→ PROBLEM TO SOLVE
Extract all lines that hold "door" from the records below.

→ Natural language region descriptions
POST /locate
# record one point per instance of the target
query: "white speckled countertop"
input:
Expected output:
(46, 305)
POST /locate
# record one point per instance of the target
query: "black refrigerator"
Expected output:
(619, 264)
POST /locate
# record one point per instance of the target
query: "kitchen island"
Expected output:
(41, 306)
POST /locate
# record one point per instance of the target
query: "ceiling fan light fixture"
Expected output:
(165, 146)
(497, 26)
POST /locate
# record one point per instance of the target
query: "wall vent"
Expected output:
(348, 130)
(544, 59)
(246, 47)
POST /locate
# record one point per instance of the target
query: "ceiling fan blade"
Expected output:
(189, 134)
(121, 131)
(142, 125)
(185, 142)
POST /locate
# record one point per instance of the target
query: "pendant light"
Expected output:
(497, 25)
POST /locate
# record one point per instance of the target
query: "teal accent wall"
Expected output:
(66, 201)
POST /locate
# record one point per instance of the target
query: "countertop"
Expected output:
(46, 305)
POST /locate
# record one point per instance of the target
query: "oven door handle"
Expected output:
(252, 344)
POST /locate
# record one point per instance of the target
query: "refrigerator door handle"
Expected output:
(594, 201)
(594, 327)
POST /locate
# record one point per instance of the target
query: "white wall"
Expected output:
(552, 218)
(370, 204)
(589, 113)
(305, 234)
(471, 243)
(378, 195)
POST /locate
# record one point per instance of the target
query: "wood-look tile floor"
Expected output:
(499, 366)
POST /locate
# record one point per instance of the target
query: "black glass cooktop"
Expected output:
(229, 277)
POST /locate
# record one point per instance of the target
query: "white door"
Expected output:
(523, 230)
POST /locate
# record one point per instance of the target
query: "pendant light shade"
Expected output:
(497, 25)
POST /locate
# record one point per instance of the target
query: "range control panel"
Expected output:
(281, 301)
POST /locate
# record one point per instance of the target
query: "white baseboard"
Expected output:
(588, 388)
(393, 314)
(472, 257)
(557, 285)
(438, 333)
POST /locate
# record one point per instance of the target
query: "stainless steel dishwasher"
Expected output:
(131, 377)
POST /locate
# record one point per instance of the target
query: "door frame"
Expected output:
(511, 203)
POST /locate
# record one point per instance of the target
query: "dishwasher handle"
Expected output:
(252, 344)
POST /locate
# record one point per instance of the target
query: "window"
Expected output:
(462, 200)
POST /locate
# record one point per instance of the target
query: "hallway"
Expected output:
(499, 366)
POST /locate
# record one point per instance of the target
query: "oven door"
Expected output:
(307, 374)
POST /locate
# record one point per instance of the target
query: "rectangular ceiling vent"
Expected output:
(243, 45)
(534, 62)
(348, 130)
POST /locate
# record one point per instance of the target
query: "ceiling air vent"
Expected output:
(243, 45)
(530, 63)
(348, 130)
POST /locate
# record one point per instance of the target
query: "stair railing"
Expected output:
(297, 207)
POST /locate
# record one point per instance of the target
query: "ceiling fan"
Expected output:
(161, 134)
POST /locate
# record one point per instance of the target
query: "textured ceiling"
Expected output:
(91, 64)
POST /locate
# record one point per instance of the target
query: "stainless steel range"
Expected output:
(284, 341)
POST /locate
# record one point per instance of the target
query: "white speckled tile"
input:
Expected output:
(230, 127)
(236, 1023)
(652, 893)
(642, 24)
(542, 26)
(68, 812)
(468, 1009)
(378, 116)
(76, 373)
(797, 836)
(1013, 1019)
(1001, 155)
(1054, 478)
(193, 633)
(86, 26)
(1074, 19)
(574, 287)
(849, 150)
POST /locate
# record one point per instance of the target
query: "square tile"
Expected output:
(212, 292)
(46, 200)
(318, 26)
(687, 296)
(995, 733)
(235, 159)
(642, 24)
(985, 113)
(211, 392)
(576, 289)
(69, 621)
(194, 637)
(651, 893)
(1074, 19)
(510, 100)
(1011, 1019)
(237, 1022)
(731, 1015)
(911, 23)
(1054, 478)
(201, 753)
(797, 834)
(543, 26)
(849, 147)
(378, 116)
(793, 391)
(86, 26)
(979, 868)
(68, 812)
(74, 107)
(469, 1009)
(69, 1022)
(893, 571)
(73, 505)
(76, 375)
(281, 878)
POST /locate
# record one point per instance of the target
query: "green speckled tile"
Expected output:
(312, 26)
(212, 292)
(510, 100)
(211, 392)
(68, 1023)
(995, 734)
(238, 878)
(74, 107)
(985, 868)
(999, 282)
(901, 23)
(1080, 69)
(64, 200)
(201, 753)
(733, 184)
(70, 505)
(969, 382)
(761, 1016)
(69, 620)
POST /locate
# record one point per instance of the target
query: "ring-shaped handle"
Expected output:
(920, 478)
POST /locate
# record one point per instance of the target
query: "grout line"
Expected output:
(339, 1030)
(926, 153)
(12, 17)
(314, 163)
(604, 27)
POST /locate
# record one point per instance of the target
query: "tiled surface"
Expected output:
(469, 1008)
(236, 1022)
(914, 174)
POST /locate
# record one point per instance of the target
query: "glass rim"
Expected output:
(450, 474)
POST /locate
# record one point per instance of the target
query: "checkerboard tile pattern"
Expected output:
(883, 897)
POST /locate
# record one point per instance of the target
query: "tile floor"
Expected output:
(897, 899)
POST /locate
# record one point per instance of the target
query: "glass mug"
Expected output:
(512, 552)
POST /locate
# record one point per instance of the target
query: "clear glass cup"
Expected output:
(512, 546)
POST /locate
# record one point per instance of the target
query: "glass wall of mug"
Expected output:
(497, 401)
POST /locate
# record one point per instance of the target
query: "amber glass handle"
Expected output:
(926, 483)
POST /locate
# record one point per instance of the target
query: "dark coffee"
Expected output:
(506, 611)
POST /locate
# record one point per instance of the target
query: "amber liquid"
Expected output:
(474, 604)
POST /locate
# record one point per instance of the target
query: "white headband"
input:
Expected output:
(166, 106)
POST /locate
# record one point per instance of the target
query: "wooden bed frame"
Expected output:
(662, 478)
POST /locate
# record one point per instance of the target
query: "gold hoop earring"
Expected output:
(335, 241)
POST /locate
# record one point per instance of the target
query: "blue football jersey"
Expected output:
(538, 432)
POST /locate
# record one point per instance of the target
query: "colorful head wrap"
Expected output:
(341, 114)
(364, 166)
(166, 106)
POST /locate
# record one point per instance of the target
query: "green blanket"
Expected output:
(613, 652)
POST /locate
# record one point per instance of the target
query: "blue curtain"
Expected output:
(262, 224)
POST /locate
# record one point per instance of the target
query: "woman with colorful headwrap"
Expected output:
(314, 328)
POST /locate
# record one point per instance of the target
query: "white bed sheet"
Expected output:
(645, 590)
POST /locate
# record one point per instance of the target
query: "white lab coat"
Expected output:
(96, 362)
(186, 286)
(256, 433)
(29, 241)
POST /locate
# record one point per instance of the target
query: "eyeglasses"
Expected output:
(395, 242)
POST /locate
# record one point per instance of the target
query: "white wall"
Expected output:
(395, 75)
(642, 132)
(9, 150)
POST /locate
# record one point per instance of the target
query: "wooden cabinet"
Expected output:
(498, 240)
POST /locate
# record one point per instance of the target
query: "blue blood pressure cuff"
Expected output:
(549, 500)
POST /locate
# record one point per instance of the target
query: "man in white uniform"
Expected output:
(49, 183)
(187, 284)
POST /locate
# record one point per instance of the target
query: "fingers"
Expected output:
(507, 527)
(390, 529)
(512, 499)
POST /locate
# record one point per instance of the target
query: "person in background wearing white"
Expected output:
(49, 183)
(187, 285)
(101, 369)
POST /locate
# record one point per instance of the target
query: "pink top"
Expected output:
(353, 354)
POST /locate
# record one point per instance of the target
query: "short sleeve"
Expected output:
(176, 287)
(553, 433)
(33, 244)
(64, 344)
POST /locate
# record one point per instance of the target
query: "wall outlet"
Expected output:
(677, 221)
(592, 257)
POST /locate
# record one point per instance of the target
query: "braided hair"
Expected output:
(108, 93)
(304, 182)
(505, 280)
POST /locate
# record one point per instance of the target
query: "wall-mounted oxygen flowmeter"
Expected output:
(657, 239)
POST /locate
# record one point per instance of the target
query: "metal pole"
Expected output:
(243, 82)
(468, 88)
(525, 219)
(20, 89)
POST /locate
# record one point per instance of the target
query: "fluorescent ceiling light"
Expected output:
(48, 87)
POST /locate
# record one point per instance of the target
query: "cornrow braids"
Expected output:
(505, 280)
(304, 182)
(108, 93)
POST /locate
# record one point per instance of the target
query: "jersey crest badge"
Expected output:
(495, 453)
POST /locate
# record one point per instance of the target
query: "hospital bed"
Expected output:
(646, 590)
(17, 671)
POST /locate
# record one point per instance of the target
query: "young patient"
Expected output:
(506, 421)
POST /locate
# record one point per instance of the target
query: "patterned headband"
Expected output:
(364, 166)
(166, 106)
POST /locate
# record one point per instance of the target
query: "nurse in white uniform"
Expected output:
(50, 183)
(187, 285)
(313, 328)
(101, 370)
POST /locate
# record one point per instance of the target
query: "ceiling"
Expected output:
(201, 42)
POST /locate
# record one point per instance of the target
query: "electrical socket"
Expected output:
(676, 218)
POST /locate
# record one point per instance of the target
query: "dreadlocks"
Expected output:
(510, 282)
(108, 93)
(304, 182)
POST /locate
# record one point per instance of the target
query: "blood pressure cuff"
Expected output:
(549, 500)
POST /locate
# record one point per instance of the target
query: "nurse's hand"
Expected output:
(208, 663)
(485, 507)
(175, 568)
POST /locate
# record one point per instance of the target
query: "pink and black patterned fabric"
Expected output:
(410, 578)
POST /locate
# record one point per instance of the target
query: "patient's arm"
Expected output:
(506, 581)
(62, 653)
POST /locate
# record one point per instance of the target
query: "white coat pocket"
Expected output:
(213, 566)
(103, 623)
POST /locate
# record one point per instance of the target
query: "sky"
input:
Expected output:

→ ANSWER
query: "oven door handle"
query: "refrigerator door handle"
query: "white door"
query: "door frame"
query: "oven door"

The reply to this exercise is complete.